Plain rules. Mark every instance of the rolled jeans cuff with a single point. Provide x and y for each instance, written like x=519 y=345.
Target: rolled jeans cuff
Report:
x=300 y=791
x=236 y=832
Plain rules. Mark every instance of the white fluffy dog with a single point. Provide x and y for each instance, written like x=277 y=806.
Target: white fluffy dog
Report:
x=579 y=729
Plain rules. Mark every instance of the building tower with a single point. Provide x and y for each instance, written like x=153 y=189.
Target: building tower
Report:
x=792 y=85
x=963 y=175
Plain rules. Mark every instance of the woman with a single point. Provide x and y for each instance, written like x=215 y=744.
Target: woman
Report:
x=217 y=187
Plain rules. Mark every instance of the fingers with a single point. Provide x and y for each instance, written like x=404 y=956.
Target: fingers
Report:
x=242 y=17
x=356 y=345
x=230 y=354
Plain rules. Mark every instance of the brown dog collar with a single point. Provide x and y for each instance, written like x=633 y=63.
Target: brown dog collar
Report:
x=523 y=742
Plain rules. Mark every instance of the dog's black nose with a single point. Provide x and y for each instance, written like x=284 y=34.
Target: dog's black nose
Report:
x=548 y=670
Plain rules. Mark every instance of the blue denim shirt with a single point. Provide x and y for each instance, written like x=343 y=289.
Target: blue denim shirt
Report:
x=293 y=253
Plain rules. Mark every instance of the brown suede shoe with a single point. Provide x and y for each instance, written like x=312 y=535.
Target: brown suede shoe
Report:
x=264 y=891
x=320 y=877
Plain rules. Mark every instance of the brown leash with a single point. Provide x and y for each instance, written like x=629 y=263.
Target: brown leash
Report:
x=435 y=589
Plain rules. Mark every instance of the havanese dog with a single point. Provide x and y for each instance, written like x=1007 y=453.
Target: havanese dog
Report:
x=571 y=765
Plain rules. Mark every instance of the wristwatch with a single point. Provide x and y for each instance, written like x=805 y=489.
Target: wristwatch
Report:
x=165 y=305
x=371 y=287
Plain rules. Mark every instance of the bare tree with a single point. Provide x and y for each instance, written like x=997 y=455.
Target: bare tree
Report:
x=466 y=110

TASK REQUIREMENTS: Wherever the string "rolled" appears in the listing above, show the whole line.

REPLY:
Plain rules. Mark every instance of the rolled jeans cuff with a single point. Provide x and y for each instance, written like x=519 y=345.
Target: rolled jeans cuff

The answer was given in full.